Why Gumroad Didn't Choose Htmx

Reaction to HTMX Hosting the Critique

  • Many praise HTMX for prominently hosting a thoughtful negative case study and linking to other “when not to use it” essays.
  • Compared to typical marketing, this honesty is seen as a credibility boost and reminiscent of SQLite/Tor “limitations” pages.
  • A few readers say the essays (including “htmx sucks”) convinced them not to use HTMX, which the project seems comfortable with.

Where HTMX Fits Well vs Poorly

  • Consensus: HTMX shines for server-rendered, CRUD‑style apps, admin tools, and “keeping everything in your head.”
  • It works well when the server is the single source of truth and interactions are mostly request/response with incremental updates.
  • It struggles when the UI requires rich client-side state: complex drag‑and‑drop builders, multi‑state workflows, real‑time collaboration, highly dynamic forms.

Drag‑and‑Drop and Complex UX

  • Some argue the Gumroad use case (complex workflow builder, real‑time features) was a poor fit for HTMX from the outset.
  • Others note drag‑and‑drop is feasible by combining HTMX with libraries like Sortable.js and custom JS, but acknowledge this “glue code” is less integrated than React’s ecosystem.

__Dataset entries__
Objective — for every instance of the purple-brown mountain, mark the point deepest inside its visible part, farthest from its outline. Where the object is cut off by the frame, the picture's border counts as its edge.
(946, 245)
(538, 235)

...

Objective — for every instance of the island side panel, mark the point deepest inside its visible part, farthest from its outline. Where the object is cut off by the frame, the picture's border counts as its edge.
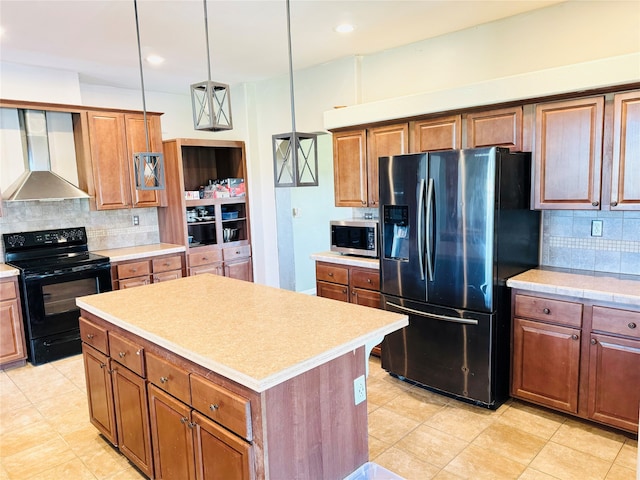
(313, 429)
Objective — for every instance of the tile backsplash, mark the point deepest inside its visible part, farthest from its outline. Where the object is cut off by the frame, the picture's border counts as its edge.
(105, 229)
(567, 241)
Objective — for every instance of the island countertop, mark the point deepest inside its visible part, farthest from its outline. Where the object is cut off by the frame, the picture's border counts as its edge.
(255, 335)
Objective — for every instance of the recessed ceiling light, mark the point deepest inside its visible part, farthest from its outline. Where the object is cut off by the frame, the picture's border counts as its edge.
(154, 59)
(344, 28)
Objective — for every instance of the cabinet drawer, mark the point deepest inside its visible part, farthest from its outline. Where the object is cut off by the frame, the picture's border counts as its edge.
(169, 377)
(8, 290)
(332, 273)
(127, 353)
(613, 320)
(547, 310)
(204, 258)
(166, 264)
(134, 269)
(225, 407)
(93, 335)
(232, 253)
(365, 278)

__What to do__
**a.** In the text on why Gumroad didn't choose htmx, which two projects' "limitations" pages does htmx's honesty remind readers of?
**b.** Write what comes next in the text on why Gumroad didn't choose htmx, starting after its last bullet point.

__Answers by item number__
**a.** SQLite and Tor.

**b.**
  • Point made that HTMX makes it harder to “quickly add a fat frontend” compared to React’s off‑the‑shelf components.

Validation, Forms, and State

  • Debate over the article’s complaint about complex validation: several insist robust apps must validate on the server regardless of front‑end stack.
  • Some say complex, conditional forms are exactly where SPA patterns shine; others maintain HTMX can handle them if you accept server‑driven state and round‑trips.

Ecosystem, Community, and AI Support

  • Strong agreement that React/Next’s component ecosystem, job market, docs, and StackOverflow answers are major advantages.
  • AI support is framed as a new selection pressure: LLMs are much better at mainstream stacks and often hallucinate with HTMX or Elixir/Phoenix.
  • Some see this as entrenching existing tools; others argue good engineers should not rely heavily on LLMs, though many now treat AI as a key productivity aid.

Docs, Learning Curve, and Hybrid Approaches

  • Several note HTMX plus light client libraries (Alpine, web components, even React islands) is a common and underappreciated pattern.
  • One detailed critique says HTMX docs feel conceptually simple but hide subtle request/response and attribute pitfalls; more examples and validation tooling are requested.
  • Broader theme: there is no one‑size‑fits‑all; HTMX is closer to “HTML/jQuery on steroids” than a full React replacement, and teams should match tools to UX and team skills.